Whenever a picture appears in the data, skip it and write out all other material exactly.

# [Material supplied]
· · ·

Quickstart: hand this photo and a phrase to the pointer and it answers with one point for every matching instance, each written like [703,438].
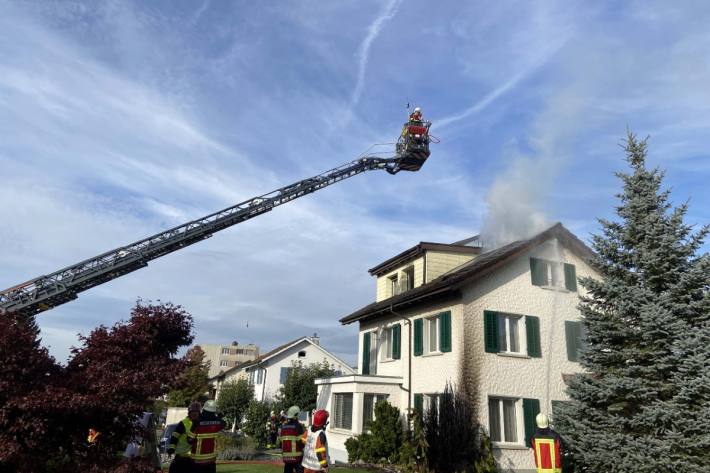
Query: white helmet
[542,421]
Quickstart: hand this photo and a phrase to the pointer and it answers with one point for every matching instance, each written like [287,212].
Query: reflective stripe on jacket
[546,447]
[290,440]
[179,439]
[204,437]
[315,451]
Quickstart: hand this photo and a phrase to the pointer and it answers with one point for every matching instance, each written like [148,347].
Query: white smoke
[515,202]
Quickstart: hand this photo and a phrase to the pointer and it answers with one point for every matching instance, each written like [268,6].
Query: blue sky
[123,118]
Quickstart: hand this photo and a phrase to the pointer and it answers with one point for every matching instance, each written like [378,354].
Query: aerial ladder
[48,291]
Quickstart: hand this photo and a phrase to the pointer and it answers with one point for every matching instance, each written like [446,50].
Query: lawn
[265,468]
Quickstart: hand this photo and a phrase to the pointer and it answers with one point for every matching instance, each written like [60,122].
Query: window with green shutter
[445,331]
[573,337]
[418,337]
[366,353]
[538,272]
[396,341]
[419,403]
[532,329]
[531,408]
[570,277]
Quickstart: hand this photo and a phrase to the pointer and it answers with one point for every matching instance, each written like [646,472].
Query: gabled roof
[276,351]
[449,284]
[415,251]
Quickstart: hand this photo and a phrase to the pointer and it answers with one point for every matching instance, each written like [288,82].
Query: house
[268,372]
[503,322]
[223,357]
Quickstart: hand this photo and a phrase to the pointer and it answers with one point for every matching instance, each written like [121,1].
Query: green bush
[256,420]
[384,440]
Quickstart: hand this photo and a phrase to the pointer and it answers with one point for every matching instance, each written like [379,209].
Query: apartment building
[225,357]
[268,372]
[504,322]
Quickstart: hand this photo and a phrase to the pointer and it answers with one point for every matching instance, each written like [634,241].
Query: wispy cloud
[388,12]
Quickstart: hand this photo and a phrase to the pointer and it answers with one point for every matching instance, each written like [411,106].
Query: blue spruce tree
[643,406]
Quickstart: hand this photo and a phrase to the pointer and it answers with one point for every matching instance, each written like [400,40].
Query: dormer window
[408,278]
[394,284]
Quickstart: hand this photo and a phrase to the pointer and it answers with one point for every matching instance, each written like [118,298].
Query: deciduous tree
[46,409]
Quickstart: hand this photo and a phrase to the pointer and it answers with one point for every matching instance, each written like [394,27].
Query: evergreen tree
[644,404]
[299,388]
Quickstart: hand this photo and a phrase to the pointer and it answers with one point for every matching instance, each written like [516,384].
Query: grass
[252,468]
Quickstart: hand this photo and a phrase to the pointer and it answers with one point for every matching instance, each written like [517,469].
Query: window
[394,285]
[432,334]
[368,407]
[574,336]
[343,411]
[503,420]
[408,278]
[511,333]
[512,420]
[391,342]
[369,353]
[546,273]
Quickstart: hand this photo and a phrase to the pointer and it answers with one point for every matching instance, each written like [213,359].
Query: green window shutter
[490,331]
[397,341]
[538,272]
[532,328]
[573,334]
[531,408]
[570,277]
[366,353]
[445,331]
[418,337]
[419,403]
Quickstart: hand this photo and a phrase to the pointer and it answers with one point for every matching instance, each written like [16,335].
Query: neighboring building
[268,372]
[505,322]
[225,357]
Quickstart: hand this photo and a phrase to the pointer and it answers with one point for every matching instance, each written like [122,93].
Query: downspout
[263,386]
[409,358]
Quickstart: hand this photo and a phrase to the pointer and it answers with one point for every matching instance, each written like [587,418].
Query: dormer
[420,264]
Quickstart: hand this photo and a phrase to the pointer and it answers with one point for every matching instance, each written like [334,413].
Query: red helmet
[320,418]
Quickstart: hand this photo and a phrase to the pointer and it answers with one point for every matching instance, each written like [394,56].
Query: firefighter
[315,450]
[180,441]
[204,433]
[546,445]
[290,441]
[272,427]
[93,436]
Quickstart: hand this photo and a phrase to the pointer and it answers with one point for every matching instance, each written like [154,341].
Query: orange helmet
[320,418]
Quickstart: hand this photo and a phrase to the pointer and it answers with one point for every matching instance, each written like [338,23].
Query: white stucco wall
[510,290]
[271,382]
[359,386]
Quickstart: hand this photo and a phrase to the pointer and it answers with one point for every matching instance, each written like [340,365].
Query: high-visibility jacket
[290,440]
[546,447]
[179,439]
[204,437]
[315,450]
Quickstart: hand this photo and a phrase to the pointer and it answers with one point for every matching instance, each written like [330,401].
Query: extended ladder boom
[48,291]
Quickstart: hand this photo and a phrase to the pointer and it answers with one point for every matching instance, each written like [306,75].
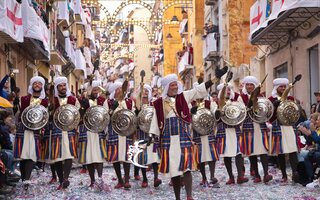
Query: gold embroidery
[35,101]
[161,125]
[182,115]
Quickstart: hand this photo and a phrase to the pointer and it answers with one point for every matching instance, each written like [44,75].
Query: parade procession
[160,99]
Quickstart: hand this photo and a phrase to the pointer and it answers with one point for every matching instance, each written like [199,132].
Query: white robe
[93,152]
[65,144]
[175,149]
[205,148]
[258,146]
[122,140]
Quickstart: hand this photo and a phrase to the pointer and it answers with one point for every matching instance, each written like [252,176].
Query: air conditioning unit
[211,2]
[213,56]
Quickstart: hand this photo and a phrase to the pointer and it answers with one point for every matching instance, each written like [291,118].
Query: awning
[285,17]
[35,49]
[11,29]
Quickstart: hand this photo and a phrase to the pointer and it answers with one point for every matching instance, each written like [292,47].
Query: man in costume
[62,147]
[27,142]
[283,138]
[92,146]
[206,148]
[171,122]
[117,145]
[150,156]
[229,139]
[256,139]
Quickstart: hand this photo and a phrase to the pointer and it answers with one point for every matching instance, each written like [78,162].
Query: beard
[37,90]
[62,92]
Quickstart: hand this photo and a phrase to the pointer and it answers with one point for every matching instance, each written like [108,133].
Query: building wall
[19,62]
[297,57]
[195,26]
[141,56]
[240,50]
[173,45]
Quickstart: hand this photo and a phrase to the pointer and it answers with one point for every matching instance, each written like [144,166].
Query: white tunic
[289,140]
[258,146]
[205,148]
[175,149]
[122,140]
[65,143]
[93,152]
[29,145]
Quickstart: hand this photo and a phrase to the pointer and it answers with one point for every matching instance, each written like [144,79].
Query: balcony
[63,14]
[211,2]
[11,29]
[80,63]
[287,21]
[210,47]
[58,53]
[78,10]
[36,34]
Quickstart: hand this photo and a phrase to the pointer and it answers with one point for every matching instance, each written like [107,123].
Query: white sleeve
[77,104]
[154,128]
[106,105]
[213,107]
[197,93]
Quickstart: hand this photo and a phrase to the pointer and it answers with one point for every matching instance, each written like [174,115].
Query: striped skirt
[150,154]
[27,144]
[92,146]
[117,146]
[205,150]
[176,148]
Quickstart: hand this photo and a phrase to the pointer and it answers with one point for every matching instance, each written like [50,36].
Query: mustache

· · ·

# [Exercise solution]
Quickstart: hand this photo and a phrase to the pointer and it answers with one point for every matching instance, each written like [703,438].
Query: white helmet
[542,421]
Quickstart: hand this photo and a phrase to the pointer and it answers with one point for every matching instance, each written like [287,212].
Query: reflective stripe on jacket
[546,447]
[290,440]
[179,439]
[204,437]
[315,451]
Quickstart: hand this photo and a phrase to the pointer and it answers with one point for every matching instance, each written like [148,347].
Query: white smoke
[515,202]
Quickstart: hand this photo and a phrase to the pointer and it answers with one point for every matching instance, each written like [268,6].
Query: blue sky
[123,118]
Quickstart: hand this photo and a phrase to the pointer and it answers with one point for every matching instance, each written like [378,354].
Query: aerial ladder
[48,291]
Quickstart: hand this photo and a phrase to the pointer and it answers with one point for every matching instance, each written like [446,50].
Query: lawn
[265,468]
Quickstart: hand this photo and a phrase to the pointer and it answers with one point for every matching instance, each written like [60,122].
Query: window with green shutter
[445,331]
[573,337]
[418,337]
[366,353]
[538,272]
[396,341]
[419,403]
[532,329]
[531,408]
[570,277]
Quickstart: hand this photo and a phrase to the pointer and it answers with one point for every matching instance, each written like [646,472].
Query: gabled roof
[276,351]
[449,284]
[415,251]
Quickstart: hand this photo and a phrase to the pointer and it answers with one point for every matching instance, each written like [288,82].
Query: house
[268,372]
[503,322]
[223,357]
Quickstart: hand this photo and a phrase to the pointer and it answers with one point for every matching instance, each written like [121,1].
Query: green bush
[256,420]
[384,440]
Quickstart: hand this photo and a phrase to the pointer and it answers with one point for every matching instance, each written like [379,209].
Query: apartment building
[225,357]
[268,372]
[504,322]
Quickstart: hand this photo and a phrase to the pointer and it answers with one point for every matching instance, each written like [634,241].
Query: wispy cloud
[388,12]
Quickstart: hand this photo and a phrase to the pointer and it answers with one point for every matching instance, each written like [411,106].
Query: blue spruce tree
[643,406]
Quickstart: hand this photo and a phrase to the pointer and it answers with one point for every matching instance, each written like [400,40].
Query: dormer window
[408,278]
[394,284]
Quickstart: hand this photo and a phrase to the pointer and it answers with one point for every matching instance, each written like [118,298].
Query: deciduous tree
[46,409]
Quickstart: hand this photo and a phrase to the pointer and it answers with one point for every matching instance, each written like [394,27].
Query: evergreen tree
[644,404]
[299,388]
Quickstart: hand this photo and a phrase to the pointer and it answers with one point for every matching instance, each written like [516,384].
Query: grass
[252,468]
Quickstart: hand this photo and a phrase to the pointer and it answers with one point for every matching instance, each written like [517,469].
Query: window
[394,285]
[432,334]
[368,407]
[574,336]
[343,411]
[503,420]
[408,278]
[511,333]
[512,420]
[391,342]
[369,353]
[546,273]
Quickstart: hand this photo and a phrase to the pointer and it answers with one point for every matching instance, each written like [213,359].
Query: green window shutter
[490,331]
[397,341]
[538,272]
[532,328]
[573,334]
[531,408]
[570,277]
[366,353]
[445,331]
[418,337]
[419,403]
Quickstart: hand this photo and a phrase to the pointer and it answers with one point for every matching instance, each written like [16,335].
Query: neighboring building
[268,372]
[505,322]
[225,357]
Quickstart: hand this photo and a phrase to the pointer and it answers with one point for every matching instance, each written like [122,93].
Query: downspout
[263,386]
[409,358]
Quickstart: hand this photo and a phrase to the pointer and it answers with one point for every matching instance, each written like [587,418].
Query: dormer
[420,264]
Quickstart: hand this photo and a phrase to the pointer and it answers with one point for every matching instance, each written like [334,413].
Query: red helmet
[320,418]
Quickstart: hand this photo and a phrase to the pointer and it answers with one point for every matching instance, each written like [394,56].
Query: firefighter
[315,450]
[180,441]
[204,433]
[546,445]
[290,441]
[272,427]
[93,436]
Quickstart: hand this photo and a phrase to the pointer and it answers with one point for every matching instance, each written like [154,341].
Query: orange helmet
[320,418]
Quickstart: hand this photo and a phrase to the pointer and it answers with one point for every matching instance, each written like [338,23].
Query: white stucco wall
[510,290]
[271,382]
[359,386]
Quickstart: hand this photo and a phrase to the pointer and it answers with one point for every matching instance, each written like [340,365].
Query: high-visibility jacket
[290,440]
[546,447]
[179,439]
[204,437]
[315,450]
Quickstart: hand this photo and a phrase to the pointer and it answers with one point for every matching instance, each written like [330,401].
Query: extended ladder boom
[48,291]
Quickstart: hand this photo and a phrase to the pointer and it answers with one point for every matching instance, each written like [306,75].
Query: gold embroidery
[35,101]
[161,125]
[182,115]
Quickstart: hand this photo and a phrase to the pointer and it answers with one point for every matching instance, each written like [44,75].
Query: parade procession
[160,99]
Quickstart: hand this photo and a phrase to the pointer and it answers with one point for every matching instance, each written like [199,132].
Query: white robe
[93,152]
[65,144]
[175,149]
[205,148]
[258,146]
[122,140]
Quickstart: hand this photo and a phrase to the pointer and it answers with one point for every matching instance, each written like [252,176].
Query: air conditioning unit
[211,2]
[213,56]
Quickstart: hand this photo and a phrase to the pointer and it answers with one point for every matching instance, each written like [291,118].
Query: awning
[285,17]
[35,49]
[11,29]
Quickstart: hand this photo and a phrase to the pointer and it answers with one point for every matching instance, each written like [292,47].
Query: man in costume
[62,147]
[27,142]
[283,138]
[92,146]
[206,148]
[171,122]
[117,145]
[150,156]
[229,139]
[256,139]
Quickstart: hand this photo and a phrase to the pointer and it answers with one point for every matching instance, each written like [78,162].
Query: beard
[37,90]
[62,92]
Quickstart: hand this photo and a phrase to the pointer and it answers with one point for every matching instance, each written like [108,133].
Query: building wall
[19,62]
[297,57]
[195,26]
[141,56]
[240,50]
[173,45]
Quickstart: hand this photo and a phrase to the pointer and it answers with one point for every matching instance, each written like [144,166].
Query: white tunic
[289,140]
[258,146]
[205,148]
[175,149]
[122,140]
[65,143]
[93,152]
[29,145]
Quickstart: hand this photo and a phrase to the pointer and it answers with one point for every matching instance, each written like [144,79].
Query: balcony
[63,14]
[211,2]
[11,29]
[80,63]
[287,21]
[210,47]
[58,53]
[78,10]
[36,34]
Quickstart: hand this photo and a phrase to the pointer and it answers with one point for every matching instance, each written like [107,123].
Query: white sleeve
[77,104]
[154,128]
[106,105]
[213,107]
[197,93]
Quickstart: hand this photo and a phrase to the pointer and it answers with one point for every matching instance, each written like [174,115].
Query: striped skirt
[150,154]
[27,144]
[92,146]
[117,146]
[205,150]
[176,148]
Quickstart: hand this photo and a phrase to the pointer and it answers with one point for every matching instance, each written like [50,36].
Query: mustache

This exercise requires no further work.